Task details: Transcribe the records in full.

[Extracted data entries]
==================================================
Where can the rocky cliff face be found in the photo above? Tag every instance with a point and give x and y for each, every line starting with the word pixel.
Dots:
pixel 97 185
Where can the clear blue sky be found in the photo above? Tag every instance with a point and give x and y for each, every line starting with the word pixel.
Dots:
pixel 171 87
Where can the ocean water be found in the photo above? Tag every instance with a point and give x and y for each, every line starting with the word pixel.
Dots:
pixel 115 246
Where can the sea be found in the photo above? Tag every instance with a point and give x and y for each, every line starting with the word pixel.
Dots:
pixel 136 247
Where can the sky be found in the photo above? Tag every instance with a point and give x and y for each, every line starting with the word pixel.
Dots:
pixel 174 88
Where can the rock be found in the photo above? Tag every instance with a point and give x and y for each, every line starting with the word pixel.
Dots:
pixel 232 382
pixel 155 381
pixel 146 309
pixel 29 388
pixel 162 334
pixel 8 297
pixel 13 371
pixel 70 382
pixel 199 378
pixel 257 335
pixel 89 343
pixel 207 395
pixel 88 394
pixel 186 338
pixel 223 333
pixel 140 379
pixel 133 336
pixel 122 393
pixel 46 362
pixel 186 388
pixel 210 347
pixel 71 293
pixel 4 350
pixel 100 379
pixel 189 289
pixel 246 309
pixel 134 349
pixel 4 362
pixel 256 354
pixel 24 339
==================================================
Answer space:
Where can the rocky cliff face be found in the photo above? Tag every instance with a point and give x and y for each, every line starting with the word pixel.
Dots:
pixel 97 185
Where can the clear blue sky be found in the photo above? Tag every instance with a point and give x and y for each, every line starting with the word pixel.
Dots:
pixel 171 87
Where can the ocean water be found in the photo above? Tag every instance with a point and give x and y for each, every line starting with the word pixel.
Dots:
pixel 115 246
Where can the sea be found in the photo above? Tag every instance with a point and give x and y for each, every line starting with the word pixel.
Dots:
pixel 136 247
Where can the sky be found in the photo above? Tag every instance with a point and give x and y for each, every line starting with the word pixel.
Dots:
pixel 174 88
Where can the rock be found in the photo above? Tag every instance with a point and give x and y for each, every line starting with the word pixel.
Dots:
pixel 232 382
pixel 155 381
pixel 146 309
pixel 29 388
pixel 162 334
pixel 8 297
pixel 13 371
pixel 70 382
pixel 199 378
pixel 257 335
pixel 89 343
pixel 207 395
pixel 88 394
pixel 186 338
pixel 223 333
pixel 140 379
pixel 133 336
pixel 122 393
pixel 46 362
pixel 186 388
pixel 210 347
pixel 71 293
pixel 4 350
pixel 100 379
pixel 189 289
pixel 246 309
pixel 134 349
pixel 4 362
pixel 256 354
pixel 24 339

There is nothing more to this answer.